* TEXT EXTRACT *
Complete step by step solution:-
The fundamental frequency is \[f = \dfrac{1}{{2L}}\sqrt {\dfrac{T}{M}} \]
Where \[L\] is the length of the string.
\[M\] is the linear mass density of the string.
\[T\] is the tension of the string.
The fundamental frequency for transverse standing waves in the wire at air is given is \[300Hz\].
Consider the tension \[T\] on the string in air. If an object is immersed in a liquid the tension is changed to\[T'\].
Consider \[V\] is the volume of liquid, \[p\]is the specific gravity, \[g\] is the acceleration due to gravity.
\[T' = T - \](Upthrust force).
Here only the half of the volume is displaced, so that
Mass of the volume displace is half of the product of volume and density
\[ = \dfrac{1}{2}V\rho \]
\[\rho \]is the density of liquid.

* DIRECTIVES *
a – Could you duplicate the string frequency solution, from "Consider the tension" down to "- \](Upthrust force)."?
b – In the string frequency solution, what fundamental frequency is given for transverse standing waves in the wire in air?
c – Which quantities appear in the fundamental frequency formula in the string frequency solution, and what does each symbol stand for?

* ROWS *
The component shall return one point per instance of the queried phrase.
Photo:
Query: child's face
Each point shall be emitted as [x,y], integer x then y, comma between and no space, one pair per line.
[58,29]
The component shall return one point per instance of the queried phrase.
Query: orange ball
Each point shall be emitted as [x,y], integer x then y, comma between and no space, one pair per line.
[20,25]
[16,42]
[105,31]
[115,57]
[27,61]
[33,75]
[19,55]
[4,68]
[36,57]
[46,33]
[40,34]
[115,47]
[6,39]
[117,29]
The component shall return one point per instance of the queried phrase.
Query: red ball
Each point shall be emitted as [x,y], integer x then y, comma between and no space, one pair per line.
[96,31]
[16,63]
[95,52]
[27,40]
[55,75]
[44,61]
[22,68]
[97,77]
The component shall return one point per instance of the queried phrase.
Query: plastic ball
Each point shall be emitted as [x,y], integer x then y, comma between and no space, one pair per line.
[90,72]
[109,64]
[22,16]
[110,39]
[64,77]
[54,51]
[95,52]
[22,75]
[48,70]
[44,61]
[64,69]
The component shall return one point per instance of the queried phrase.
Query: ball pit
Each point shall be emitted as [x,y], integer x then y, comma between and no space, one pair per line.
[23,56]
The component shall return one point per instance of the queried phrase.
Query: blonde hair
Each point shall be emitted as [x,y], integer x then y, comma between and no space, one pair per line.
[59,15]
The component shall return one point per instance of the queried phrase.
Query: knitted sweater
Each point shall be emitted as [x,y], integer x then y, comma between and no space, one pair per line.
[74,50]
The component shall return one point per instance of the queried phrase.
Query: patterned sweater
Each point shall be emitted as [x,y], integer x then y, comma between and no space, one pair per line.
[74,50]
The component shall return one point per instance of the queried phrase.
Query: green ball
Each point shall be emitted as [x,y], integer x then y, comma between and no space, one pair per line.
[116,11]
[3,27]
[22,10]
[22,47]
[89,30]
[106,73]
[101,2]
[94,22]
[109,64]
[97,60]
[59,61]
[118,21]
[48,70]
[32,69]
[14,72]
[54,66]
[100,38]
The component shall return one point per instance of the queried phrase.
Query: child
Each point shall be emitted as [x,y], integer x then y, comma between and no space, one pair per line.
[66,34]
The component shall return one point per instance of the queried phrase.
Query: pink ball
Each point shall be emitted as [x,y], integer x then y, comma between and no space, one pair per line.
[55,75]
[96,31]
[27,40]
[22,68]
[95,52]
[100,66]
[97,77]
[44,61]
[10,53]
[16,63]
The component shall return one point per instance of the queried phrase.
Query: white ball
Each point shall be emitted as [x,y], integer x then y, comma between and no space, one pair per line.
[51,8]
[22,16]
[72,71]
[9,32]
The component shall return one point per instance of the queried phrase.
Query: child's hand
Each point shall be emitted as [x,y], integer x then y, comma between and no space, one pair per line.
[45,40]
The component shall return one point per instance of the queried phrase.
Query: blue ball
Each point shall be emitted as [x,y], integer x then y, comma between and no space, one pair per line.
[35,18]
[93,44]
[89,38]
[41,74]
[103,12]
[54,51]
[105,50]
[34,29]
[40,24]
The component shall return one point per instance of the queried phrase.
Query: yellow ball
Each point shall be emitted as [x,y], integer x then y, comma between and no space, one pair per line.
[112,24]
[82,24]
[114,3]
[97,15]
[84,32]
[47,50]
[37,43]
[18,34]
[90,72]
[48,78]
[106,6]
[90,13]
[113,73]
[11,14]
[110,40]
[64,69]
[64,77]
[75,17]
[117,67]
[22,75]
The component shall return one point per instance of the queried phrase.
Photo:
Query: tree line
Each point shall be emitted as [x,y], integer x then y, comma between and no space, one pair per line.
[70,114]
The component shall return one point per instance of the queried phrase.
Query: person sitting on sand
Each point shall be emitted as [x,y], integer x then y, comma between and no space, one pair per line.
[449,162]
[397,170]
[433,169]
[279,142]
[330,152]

* FINAL ANSWERS *
a –
Consider the tension \[T\] on the string in air. If an object is immersed in a liquid the tension is changed to\[T'\].
Consider \[V\] is the volume of liquid, \[p\]is the specific gravity, \[g\] is the acceleration due to gravity.
\[T' = T - \](Upthrust force).

b – 300 Hz

c –
- L: the length of the string
- M: the linear mass density of the string
- T: the tension of the string